----- Tekstfragment -----
Uitspraak 201608015/1/A2


Volledige tekst

201608015/1/A2.
Datum uitspraak: 5 april 2017

AFDELING
BESTUURSRECHTSPRAAK

Uitspraak op het hoger beroep van:

[appellante], wonend te [woonplaats],
appellante,

tegen de uitspraak van de rechtbank Midden-Nederland van 12 september 2016 in zaak nr. 15/6621 in het geding tussen:

[appellante]

en

de Belastingdienst/Toeslagen.

Procesverloop

Bij besluit van 4 augustus 2015 heeft de Belastingdienst/Toeslagen de kinderopvangtoeslag over 2011 voor [appellante] vastgesteld op nihil.

Bij besluit van 11 november 2015 heeft de Belastingdienst/Toeslagen het door [appellante] daartegen gemaakte bezwaar ongegrond verklaard.
----- Gegevensoverzicht -----
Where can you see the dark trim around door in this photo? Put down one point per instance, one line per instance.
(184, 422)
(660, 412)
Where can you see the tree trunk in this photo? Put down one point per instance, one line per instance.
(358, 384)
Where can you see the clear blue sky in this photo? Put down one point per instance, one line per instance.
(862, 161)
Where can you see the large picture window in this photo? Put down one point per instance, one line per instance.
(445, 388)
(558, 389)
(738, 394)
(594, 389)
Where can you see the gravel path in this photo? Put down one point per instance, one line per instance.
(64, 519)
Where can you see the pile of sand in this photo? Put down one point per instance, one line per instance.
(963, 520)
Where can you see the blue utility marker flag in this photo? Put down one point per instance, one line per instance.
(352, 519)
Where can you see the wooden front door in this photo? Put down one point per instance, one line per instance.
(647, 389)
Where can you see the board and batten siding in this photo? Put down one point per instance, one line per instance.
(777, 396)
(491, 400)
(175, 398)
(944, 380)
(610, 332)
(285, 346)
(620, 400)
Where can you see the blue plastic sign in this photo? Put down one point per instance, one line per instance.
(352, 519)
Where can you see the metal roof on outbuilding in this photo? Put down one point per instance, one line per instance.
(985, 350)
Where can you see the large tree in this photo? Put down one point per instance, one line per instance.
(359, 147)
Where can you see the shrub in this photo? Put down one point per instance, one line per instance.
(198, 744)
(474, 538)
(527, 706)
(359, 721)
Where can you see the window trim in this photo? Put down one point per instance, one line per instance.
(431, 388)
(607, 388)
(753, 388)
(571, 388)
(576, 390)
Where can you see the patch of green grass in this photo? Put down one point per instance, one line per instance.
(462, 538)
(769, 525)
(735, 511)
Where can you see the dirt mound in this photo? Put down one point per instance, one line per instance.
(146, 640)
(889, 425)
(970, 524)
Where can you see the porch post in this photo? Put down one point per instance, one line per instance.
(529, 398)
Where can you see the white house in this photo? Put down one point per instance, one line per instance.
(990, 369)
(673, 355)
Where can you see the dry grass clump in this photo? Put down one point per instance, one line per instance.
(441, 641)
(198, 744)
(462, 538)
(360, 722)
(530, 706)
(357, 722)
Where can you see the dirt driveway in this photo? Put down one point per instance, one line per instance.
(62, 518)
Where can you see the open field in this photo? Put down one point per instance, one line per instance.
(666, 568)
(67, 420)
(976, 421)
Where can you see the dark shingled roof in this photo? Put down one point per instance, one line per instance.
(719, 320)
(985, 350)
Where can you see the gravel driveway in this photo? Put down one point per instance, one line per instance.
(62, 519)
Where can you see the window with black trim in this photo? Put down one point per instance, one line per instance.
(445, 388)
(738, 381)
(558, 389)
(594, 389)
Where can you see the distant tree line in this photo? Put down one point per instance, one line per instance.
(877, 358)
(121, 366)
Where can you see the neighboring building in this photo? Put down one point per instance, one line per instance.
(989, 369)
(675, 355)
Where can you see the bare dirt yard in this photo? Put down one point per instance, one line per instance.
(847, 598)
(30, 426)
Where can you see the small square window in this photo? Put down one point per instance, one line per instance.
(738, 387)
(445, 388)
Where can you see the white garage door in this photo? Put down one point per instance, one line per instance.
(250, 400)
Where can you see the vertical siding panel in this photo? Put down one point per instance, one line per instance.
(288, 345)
-----
**Opdracht 1:**
Herschrijf de alinea in de uitspraak die begint met "Bij besluit van 4 augustus 2015" korter en behoud de belangrijkste feiten.
**Opdracht 2:**
Neem graag het deel van de uitspraak letterlijk over tussen "Bij besluit van 4" en "bezwaar ongegrond verklaard.", inclusief.

**Oplossing 1:**
Op 4 augustus 2015 stelde de Belastingdienst/Toeslagen de kinderopvangtoeslag over 2011 voor [appellante] op nihil vast.

**Oplossing 2:**
Bij besluit van 4 augustus 2015 heeft de Belastingdienst/Toeslagen de kinderopvangtoeslag over 2011 voor [appellante] vastgesteld op nihil.

Bij besluit van 11 november 2015 heeft de Belastingdienst/Toeslagen het door [appellante] daartegen gemaakte bezwaar ongegrond verklaard.